**PROVIDED DATA:**
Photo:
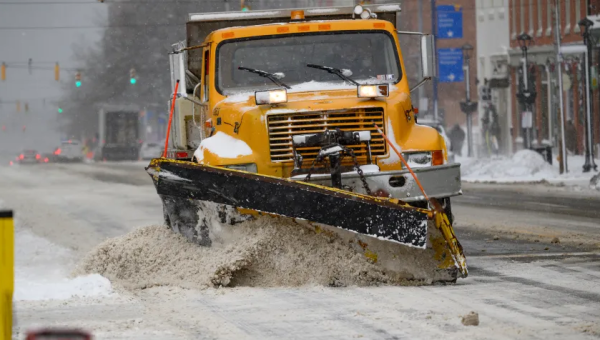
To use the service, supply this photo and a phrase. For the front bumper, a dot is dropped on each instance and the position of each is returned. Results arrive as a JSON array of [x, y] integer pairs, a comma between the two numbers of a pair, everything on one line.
[[438, 181]]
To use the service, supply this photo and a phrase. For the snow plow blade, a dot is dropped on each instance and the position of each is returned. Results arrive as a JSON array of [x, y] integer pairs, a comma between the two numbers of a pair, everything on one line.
[[401, 238]]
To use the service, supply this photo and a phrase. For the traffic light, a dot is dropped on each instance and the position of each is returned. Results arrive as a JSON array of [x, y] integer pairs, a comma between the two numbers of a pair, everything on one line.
[[132, 78], [78, 79]]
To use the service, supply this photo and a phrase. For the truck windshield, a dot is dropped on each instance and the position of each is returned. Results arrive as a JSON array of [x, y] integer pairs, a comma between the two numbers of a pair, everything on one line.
[[370, 56]]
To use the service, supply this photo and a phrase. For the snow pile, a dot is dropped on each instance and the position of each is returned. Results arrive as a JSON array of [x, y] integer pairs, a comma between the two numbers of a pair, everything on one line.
[[266, 251], [222, 145], [41, 272], [523, 166]]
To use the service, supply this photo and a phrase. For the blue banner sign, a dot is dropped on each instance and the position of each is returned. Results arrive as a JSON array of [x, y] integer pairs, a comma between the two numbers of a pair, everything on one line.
[[449, 22]]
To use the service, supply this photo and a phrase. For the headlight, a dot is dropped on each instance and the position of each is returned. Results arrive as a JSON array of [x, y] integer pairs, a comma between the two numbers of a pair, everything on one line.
[[270, 97], [418, 159], [373, 91], [243, 167], [423, 159]]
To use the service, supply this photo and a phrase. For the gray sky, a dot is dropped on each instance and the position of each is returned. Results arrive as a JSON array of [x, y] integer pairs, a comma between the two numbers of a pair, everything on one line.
[[36, 29]]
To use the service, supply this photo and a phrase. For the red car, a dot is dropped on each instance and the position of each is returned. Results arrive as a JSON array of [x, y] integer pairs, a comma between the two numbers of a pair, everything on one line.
[[29, 157]]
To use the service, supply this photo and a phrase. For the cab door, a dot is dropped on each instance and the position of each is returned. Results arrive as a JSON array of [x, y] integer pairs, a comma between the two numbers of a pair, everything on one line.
[[205, 117]]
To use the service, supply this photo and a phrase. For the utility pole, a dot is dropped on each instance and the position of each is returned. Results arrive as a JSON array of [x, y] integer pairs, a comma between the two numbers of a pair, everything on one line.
[[468, 107], [563, 150], [585, 25], [526, 95], [420, 29]]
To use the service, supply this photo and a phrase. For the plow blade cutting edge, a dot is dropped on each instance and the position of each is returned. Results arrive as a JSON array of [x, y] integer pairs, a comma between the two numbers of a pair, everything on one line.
[[379, 222]]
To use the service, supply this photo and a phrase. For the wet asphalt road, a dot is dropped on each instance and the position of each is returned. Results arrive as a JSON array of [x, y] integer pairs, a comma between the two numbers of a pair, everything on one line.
[[482, 213], [522, 285]]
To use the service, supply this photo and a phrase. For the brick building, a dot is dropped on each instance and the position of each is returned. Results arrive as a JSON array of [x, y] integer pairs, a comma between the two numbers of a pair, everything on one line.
[[449, 94], [537, 19]]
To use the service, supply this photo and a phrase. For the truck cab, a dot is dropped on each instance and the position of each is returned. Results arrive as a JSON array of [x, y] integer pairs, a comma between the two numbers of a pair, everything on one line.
[[265, 91]]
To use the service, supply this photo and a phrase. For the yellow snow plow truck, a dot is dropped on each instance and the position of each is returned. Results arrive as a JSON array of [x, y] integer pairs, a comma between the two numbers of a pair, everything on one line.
[[307, 114]]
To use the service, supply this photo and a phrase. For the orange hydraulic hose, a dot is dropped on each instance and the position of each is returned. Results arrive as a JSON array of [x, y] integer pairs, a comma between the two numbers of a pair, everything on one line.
[[403, 162], [171, 119]]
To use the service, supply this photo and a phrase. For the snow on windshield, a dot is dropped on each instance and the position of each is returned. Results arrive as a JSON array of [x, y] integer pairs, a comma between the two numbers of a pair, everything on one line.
[[370, 56]]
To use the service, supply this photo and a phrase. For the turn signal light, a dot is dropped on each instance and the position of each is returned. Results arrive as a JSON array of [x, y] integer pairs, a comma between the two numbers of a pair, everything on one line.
[[270, 97], [437, 157], [297, 15]]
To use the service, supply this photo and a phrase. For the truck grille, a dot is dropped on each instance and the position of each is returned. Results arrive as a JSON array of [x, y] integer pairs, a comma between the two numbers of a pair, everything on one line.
[[283, 126]]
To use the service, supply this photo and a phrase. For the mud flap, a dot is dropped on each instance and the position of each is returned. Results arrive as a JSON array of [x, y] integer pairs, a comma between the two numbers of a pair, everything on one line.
[[179, 183]]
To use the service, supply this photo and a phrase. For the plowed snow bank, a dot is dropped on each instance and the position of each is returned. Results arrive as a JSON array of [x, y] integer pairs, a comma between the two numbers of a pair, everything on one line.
[[263, 252]]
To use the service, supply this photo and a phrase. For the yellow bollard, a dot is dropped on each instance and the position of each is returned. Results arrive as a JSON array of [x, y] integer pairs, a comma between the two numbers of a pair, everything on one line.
[[6, 273]]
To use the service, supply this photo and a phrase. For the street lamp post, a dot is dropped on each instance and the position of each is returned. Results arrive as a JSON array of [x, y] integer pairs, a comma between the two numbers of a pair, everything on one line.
[[526, 95], [585, 25], [468, 107]]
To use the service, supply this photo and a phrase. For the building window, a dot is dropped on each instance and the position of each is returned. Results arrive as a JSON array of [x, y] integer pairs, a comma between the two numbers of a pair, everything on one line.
[[550, 5], [567, 16]]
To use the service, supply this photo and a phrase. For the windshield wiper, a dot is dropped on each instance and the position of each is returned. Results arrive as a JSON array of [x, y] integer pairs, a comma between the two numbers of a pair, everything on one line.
[[336, 71], [272, 77]]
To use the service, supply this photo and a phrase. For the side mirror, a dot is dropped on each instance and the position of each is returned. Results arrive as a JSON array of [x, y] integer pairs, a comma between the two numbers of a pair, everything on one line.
[[428, 64], [427, 56]]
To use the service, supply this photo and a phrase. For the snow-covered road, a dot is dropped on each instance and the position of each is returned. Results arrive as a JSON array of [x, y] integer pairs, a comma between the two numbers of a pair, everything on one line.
[[522, 285]]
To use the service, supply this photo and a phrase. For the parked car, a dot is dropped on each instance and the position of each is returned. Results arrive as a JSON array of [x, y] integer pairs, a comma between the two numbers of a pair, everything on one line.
[[69, 151], [28, 157], [150, 150], [440, 128]]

**TASK TO CARRY OUT:** Convert the rows between the lines holding "the snow plow" and "[[449, 22]]", inclusive, into a CSV with two columns, input and output. Each row gets one line: its text goes in input and its answer in output, with each field in quotes and line breaks replaced by spaces.

**EXERCISE OUTPUT:**
input,output
"To use the service, supply this photo and a phrase. For the snow plow blade, a dot is dropped on each instance and the position of each is returned. Results arrive as a JSON array of [x, y] integer pairs, a comma between the two numbers of a pair, everything on one line.","[[401, 238]]"
"To use the service, supply this photo and a phrase. For the traffic light, a dot is dropped on each instance and the position of each is returned. Results arrive as a JSON array of [x, y] integer pairs, a comma between the two numbers of a pair, everything on one line.","[[132, 78], [78, 79]]"
"To use the service, supply this photo and a phrase. For the truck windshield, a dot is dropped on each instance and the position of each is returned. Results arrive as a JSON array of [x, y] integer pairs, a comma between the two numbers of a pair, everything on one line.","[[370, 56]]"
"To use the service, supply this photo and a phrase. For the snow pile, a dot is dropped on each instance and the position of each is returned. Results arrive as a JSON array of [x, y] integer pairs, a comma between the two numbers of a pair, everything on one line.","[[266, 251], [222, 145], [41, 272], [523, 166]]"
"To use the service, supply this photo and a phrase. For the blue banner sign, a dot is dropped on each instance and the position of each is returned. Results arrive as a JSON array of [x, y] integer pairs, a comma between the two numbers of a pair, everything on one line.","[[449, 22]]"